(Records for the task)
◇ ◇ ◇ ◇ ◇

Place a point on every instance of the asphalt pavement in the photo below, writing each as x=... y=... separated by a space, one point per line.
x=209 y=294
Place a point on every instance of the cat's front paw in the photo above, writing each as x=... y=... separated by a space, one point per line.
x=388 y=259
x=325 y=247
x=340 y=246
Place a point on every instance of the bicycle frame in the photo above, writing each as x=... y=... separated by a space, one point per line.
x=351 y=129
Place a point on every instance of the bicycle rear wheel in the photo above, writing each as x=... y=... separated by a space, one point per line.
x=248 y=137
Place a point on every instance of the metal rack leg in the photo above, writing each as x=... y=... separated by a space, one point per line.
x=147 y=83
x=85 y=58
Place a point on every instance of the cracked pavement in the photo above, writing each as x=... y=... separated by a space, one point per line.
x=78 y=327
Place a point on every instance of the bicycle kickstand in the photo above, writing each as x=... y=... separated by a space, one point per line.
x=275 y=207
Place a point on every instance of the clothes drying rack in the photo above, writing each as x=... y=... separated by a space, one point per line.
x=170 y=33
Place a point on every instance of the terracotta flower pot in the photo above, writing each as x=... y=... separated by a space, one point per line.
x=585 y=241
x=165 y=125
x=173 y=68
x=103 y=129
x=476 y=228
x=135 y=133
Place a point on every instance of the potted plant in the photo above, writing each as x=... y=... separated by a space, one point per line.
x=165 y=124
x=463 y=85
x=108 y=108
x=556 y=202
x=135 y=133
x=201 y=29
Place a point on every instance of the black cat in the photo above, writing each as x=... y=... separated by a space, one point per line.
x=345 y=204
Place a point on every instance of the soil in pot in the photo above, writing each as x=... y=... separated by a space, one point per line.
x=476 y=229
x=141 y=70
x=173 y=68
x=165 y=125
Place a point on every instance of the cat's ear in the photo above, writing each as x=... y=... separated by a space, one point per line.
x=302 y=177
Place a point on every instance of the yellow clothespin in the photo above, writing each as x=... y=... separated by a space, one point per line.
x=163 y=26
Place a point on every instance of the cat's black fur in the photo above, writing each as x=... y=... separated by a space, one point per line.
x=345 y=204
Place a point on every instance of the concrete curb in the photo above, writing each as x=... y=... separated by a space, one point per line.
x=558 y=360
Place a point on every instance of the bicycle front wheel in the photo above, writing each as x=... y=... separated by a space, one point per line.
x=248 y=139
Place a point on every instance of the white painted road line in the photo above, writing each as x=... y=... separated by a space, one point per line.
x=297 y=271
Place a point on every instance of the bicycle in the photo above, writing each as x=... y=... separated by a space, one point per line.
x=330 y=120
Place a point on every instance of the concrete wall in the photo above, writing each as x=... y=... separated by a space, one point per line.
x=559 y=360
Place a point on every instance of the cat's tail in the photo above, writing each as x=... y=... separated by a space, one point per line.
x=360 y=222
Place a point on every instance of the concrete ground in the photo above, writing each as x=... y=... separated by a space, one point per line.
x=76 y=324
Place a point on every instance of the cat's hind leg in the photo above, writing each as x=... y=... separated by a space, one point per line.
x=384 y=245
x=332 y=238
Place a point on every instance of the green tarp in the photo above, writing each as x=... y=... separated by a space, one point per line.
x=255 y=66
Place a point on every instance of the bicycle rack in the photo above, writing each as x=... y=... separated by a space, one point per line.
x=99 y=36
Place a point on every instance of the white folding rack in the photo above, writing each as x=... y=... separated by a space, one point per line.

◇ ◇ ◇ ◇ ◇

(What to produce) Every line of the listing is to be returned unchanged.

(Task response)
Place a point on every instance of the asphalt pavement in the photo below, writing each as x=... y=... separated by a space, one point per line.
x=209 y=294
Place a point on every instance of the cat's front paw in the photo above, writing each as x=... y=... separated by a space, one point per line.
x=388 y=259
x=325 y=247
x=340 y=246
Place a point on every instance of the bicycle frame in the photo above, writing each as x=... y=... separated by a space, one point per line.
x=351 y=129
Place a point on every instance of the bicycle rear wheel in the photo above, writing each as x=... y=... separated by a space, one point per line.
x=248 y=137
Place a point on every instance of the metal rack leg in the photo above, writing each as x=... y=... separated by a space, one point per line.
x=147 y=83
x=85 y=58
Place a point on every instance of the cracked pavement in the photo above, writing each as x=... y=... separated by a space, one point per line.
x=78 y=327
Place a point on every instance of the bicycle kickstand in the photo above, writing each as x=... y=... separated by a space, one point per line.
x=275 y=207
Place a point on every instance of the clothes drying rack in the photo above, writing each as x=... y=... separated by a space, one point per line.
x=170 y=33
Place a point on every instance of the terracotta flower pot in the photo above, writing each as x=... y=... separated by a space, one point per line.
x=585 y=241
x=165 y=125
x=173 y=68
x=103 y=129
x=476 y=228
x=135 y=133
Place a point on every instance of the potted plant in the photo above, writing each as x=... y=... separated by a space, one point per line.
x=165 y=124
x=463 y=85
x=108 y=108
x=556 y=202
x=135 y=133
x=201 y=29
Place a point on every instance of the black cat in the photo above, writing each as x=... y=... separated by a space, one point per line.
x=345 y=204
Place a point on every instance of the soil in pot in the photo above, writing each as x=... y=... separated by a space, one point per line.
x=476 y=229
x=141 y=70
x=173 y=68
x=165 y=125
Place a point on every instance of the cat's ear in the photo above, writing each as x=... y=... separated by a space, one point per line.
x=302 y=177
Place a point on every instance of the yellow clothespin in the photo above, writing each as x=... y=... separated by a space, one point per line.
x=163 y=26
Place a point on every instance of the cat's black fur in the photo above, writing each as x=... y=... separated by a space, one point per line.
x=345 y=204
Place a point on every instance of the concrete curb in the photo above, writing each as x=... y=... separated by a space, one point per line.
x=558 y=360
Place a point on every instance of the bicycle front wheel in the photo above, writing each as x=... y=... separated by a space, one point per line.
x=248 y=139
Place a point on every instance of the white painted road line in the photo above, writing each as x=... y=... separated by a space, one point per line.
x=297 y=271
Place a point on every instance of the bicycle in the photo above, writing each as x=... y=... separated by a space, one point per line.
x=330 y=120
Place a point on every instance of the concrete wall in the photo above, writing each as x=... y=... separated by a space, one point per line.
x=559 y=360
Place a point on every instance of the cat's tail in the photo above, writing each as x=... y=... separated by a space, one point per line.
x=360 y=222
Place a point on every instance of the concrete ground in the photo above, writing each as x=... y=... separated by a space, one point per line.
x=76 y=324
Place a point on every instance of the cat's hind leg in the photo above, writing each as x=... y=... separated by a space, one point per line.
x=384 y=245
x=332 y=238
Place a point on every instance of the green tarp in the photo above, writing each as x=... y=... separated by a space, one point per line.
x=255 y=66
Place a point on every instance of the bicycle rack in the photo above, writing each as x=... y=... separated by a space, one point per line.
x=99 y=36
Place a point on every instance of the white folding rack in the photo above, writing each as x=... y=... separated by a space, one point per line.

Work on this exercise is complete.